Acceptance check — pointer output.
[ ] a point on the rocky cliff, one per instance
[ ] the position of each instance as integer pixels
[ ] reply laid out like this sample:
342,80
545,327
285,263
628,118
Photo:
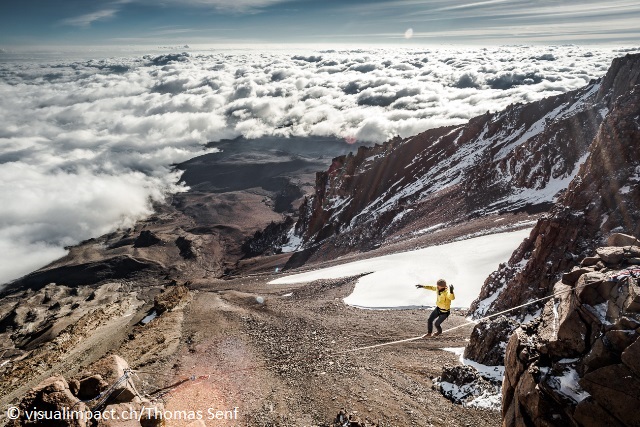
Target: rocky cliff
603,197
520,158
579,362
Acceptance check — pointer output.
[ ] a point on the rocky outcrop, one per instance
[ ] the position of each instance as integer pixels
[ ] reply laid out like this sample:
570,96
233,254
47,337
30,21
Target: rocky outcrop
89,273
51,395
602,199
484,351
463,384
577,364
517,159
171,298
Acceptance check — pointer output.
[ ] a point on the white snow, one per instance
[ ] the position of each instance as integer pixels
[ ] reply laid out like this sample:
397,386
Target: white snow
391,284
293,243
567,384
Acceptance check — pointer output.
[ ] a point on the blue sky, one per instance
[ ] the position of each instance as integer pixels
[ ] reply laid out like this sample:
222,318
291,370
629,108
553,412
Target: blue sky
410,22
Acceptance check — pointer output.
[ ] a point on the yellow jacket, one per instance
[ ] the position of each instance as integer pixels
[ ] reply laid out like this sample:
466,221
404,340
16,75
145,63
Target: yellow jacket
444,298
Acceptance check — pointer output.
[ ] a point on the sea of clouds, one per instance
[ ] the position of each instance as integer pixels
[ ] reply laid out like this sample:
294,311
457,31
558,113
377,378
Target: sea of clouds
86,146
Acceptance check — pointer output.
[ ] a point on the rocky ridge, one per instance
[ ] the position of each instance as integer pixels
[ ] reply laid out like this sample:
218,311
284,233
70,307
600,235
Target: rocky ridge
577,364
521,158
603,198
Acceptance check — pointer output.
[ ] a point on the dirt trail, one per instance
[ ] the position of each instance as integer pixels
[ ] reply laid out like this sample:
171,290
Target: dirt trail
280,362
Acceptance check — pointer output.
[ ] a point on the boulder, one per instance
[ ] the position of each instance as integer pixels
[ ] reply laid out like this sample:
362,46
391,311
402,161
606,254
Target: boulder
171,298
631,357
620,240
632,301
572,277
589,414
599,356
562,331
593,289
489,340
460,375
91,386
611,254
52,394
590,261
149,415
111,369
145,239
619,340
616,388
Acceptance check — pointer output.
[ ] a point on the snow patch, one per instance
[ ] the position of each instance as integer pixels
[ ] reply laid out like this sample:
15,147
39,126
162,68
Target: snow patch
392,281
293,241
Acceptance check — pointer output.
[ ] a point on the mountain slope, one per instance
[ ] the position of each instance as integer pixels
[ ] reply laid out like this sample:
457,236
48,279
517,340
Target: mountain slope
602,198
513,160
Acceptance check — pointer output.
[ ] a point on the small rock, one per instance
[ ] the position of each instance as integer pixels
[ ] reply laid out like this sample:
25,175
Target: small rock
589,261
572,277
619,239
611,254
90,387
146,239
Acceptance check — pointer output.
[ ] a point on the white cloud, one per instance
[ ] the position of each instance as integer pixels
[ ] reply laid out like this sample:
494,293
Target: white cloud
86,146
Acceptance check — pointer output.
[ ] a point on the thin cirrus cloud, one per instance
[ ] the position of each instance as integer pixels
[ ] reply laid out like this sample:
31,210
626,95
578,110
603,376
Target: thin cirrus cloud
87,146
241,6
85,21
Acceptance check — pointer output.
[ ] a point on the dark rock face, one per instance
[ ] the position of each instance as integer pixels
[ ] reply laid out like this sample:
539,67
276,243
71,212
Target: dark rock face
517,159
170,298
486,351
603,198
55,395
52,394
578,363
187,250
268,241
86,274
145,239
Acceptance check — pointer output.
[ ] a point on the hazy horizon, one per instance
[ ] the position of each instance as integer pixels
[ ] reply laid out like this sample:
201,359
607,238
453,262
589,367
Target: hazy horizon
241,22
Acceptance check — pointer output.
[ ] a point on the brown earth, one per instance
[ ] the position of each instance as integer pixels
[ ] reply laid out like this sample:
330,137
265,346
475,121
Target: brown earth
280,362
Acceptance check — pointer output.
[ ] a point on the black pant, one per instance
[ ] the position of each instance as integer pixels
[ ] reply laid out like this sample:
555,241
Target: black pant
440,315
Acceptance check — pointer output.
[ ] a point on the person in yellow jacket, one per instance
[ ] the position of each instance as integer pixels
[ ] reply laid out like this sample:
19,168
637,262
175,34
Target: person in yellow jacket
443,305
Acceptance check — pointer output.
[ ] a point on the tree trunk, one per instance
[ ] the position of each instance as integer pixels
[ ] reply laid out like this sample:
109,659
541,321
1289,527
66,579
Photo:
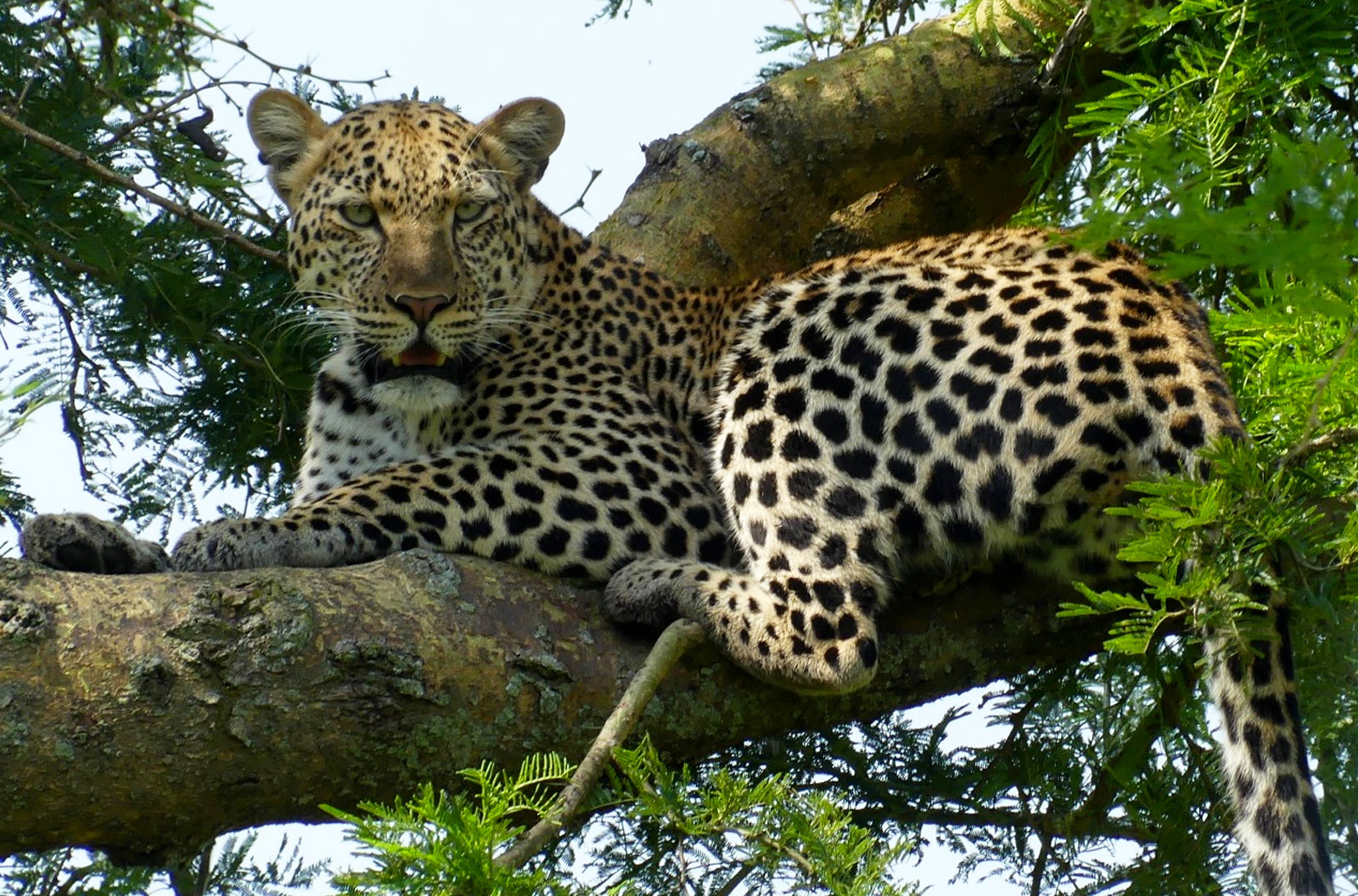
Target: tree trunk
146,714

» **THE EXERCISE**
Above are the records; reproduce them exactly and leave out the pictures.

» **RESULT OF THIS EXERCISE**
Acceptance check — pointer output.
[ ] a point on the rocky cliff, one per instance
[ ] the position of each instance as integer pixels
[ ] reply laid out like this sample:
342,80
545,327
285,263
628,118
Photo:
Target: rocky cliff
603,197
520,158
579,362
Acceptance check — pointer output.
[ ] a point on the rocky outcrop, one per instance
[ ] the position of each instance as integer pixels
[ ] reply laid out like this sample:
570,96
233,254
47,337
30,21
Target: rocky outcrop
89,273
51,395
602,199
484,351
463,384
577,364
517,159
171,298
Acceptance check — pointer output.
[ ] a point on the white snow, one per instance
[ ] the position of each instance as integer pixels
[ ] reply laid out like this sample:
397,386
Target: white snow
391,284
293,243
567,384
Acceptance check — pointer output.
[ ] a point on the blue sky, one per instance
[ ] the position of each instance as integer pixels
[ ] reply laid out like this sample:
222,318
291,370
629,108
553,412
Target: blue sky
410,22
Acceptance check — pointer output.
[ ] a point on the yellow jacket, one per instance
[ ] the position of each instance as integer pixels
[ ] reply laid out like this sample:
466,221
404,340
16,75
145,63
Target: yellow jacket
444,298
Acceptance check — pointer output.
[ ] a point on the sea of clouds, one per instance
[ ] the position of each instance as integer pixels
[ ] reply laid out like this sample:
294,311
457,31
558,113
377,378
Target: sea of clouds
86,146
Acceptance check — pointer output.
[ ] a point on the rocky ridge, one per instance
[ ] the position of each instance as integer pixels
[ ] reply laid out like this sample:
218,311
284,233
70,307
600,235
Target: rocky ridge
577,364
521,158
603,198
Acceptance check — pointer output.
[ ] a point on the dirt trail, one per instance
[ ] the position of each instance as integer pixels
[ ] reply laid out like this sample:
171,290
Target: dirt trail
280,362
Acceptance check — pointer output.
[ ] a point on the boulder, one per instance
[ ] the position of each instance as integer pixels
[ ] reply laid out like this sample:
362,46
391,311
402,161
606,254
Target: boulder
171,298
631,357
620,240
632,301
572,277
589,414
599,356
562,331
593,289
489,340
460,375
91,386
611,254
52,394
590,261
149,415
111,369
145,239
619,340
616,388
Acceptance check — pointer output.
[ ] a point on the snow patch, one per instance
[ ] the position of each instance as integer pixels
[ ] reply laid out like this sample:
15,147
39,126
162,68
Target: snow patch
392,281
293,241
Acceptance check — pointer output.
[ ] a point on the mountain slope, one per instance
[ ] the position of each instance as integer pixels
[ ] reply laid out like this sample:
457,236
48,279
517,340
Target: mountain slope
602,198
513,160
Acceptance check — pointer output.
[ ] a point on the small rock, one per instance
[ ] the position of each instance as integer pixels
[ ] reply laid out like this sample:
25,175
Target: small rock
589,261
572,277
619,239
611,254
90,387
146,239
Acceptance check — pointer output.
[ ] a point on the white cloud, one per instance
[ ] the position of each instance as integer pixels
[ ] reply laid out like this sample:
494,293
Target: white cloud
86,146
Acceptance check — pointer output.
[ ] a point on the thin cirrus cloud, one per instance
[ ] the position of each instance as integer pixels
[ ] reply laid out like this sample:
31,210
626,95
578,110
603,376
Target: thin cirrus cloud
87,146
241,6
85,21
Acceptance check — pointer output.
[ ] a point on the dark rock face, one per instance
[ ] the position of each instance as integer pixels
[ ] reply laid out like this sample:
539,67
276,243
71,212
Target: dark rock face
517,159
170,298
486,351
603,198
55,395
52,394
578,363
187,250
268,241
86,274
145,239
Acceptance check — pointer output.
[ ] a point on the hazy horizon, one per instance
[ ] the position of each instance as integer pixels
[ ] reply laid out like this sample:
201,359
607,238
453,262
589,367
Target: hazy horizon
241,22
Acceptance check — pointer output.
[ ] a point on the brown earth, one per instance
[ ] the position of each instance as integer pixels
[ ] reply laid out like this sample:
330,137
265,346
475,121
Target: brown earth
280,362
Acceptance check — pointer output.
[ ] a point on the black pant, one per instance
[ ] the position of each instance as integer pixels
[ ] reply laid out like this sample:
555,241
Target: black pant
440,315
Acceptance check — pointer output.
[ ] a point on the person in yellow jacket, one per instance
[ ] the position of each instance as integer pixels
[ ] reply laid out like this sample:
19,168
637,262
175,34
Target: person in yellow jacket
443,305
Acceptance check — pointer output.
[ ] a point on the tree trunk, one per instance
[ ] the position of each instance as integer pixels
[ ] reply laid out like this sample:
109,659
541,321
1289,527
66,579
Photo:
Target: tree trunk
146,714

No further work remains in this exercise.